((
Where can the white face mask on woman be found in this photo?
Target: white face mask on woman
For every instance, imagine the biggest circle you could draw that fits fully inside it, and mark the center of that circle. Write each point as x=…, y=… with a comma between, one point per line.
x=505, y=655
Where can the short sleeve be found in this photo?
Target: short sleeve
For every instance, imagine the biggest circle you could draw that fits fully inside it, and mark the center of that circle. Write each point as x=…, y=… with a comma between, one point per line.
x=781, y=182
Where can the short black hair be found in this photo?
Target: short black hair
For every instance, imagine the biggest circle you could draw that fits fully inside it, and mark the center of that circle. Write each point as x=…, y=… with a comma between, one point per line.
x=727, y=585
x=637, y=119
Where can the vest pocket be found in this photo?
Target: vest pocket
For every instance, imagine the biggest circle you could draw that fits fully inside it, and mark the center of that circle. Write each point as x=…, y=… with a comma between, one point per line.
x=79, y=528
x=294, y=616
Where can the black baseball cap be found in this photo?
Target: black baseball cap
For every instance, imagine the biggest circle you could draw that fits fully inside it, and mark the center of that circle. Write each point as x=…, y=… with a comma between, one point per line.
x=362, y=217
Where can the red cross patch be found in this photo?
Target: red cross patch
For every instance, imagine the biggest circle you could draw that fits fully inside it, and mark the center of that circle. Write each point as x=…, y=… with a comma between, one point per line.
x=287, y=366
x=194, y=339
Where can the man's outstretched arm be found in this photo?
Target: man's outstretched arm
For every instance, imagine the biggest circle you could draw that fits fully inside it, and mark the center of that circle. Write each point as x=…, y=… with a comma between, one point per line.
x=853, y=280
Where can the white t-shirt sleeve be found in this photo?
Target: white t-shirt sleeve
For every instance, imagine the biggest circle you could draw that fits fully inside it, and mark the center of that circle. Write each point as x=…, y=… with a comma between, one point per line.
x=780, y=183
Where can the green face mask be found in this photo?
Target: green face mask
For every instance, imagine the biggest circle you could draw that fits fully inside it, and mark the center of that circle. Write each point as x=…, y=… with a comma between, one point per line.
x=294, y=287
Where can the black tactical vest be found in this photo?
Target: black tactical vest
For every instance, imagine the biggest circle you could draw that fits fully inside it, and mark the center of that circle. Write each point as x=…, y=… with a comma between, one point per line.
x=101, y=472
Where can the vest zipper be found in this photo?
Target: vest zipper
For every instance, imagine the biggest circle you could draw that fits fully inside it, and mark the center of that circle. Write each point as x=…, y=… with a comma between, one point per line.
))
» **WORK REQUIRED**
Tally the lines above that contain the string "photo". Respond with the total alone.

» **TASK RESPONSE**
11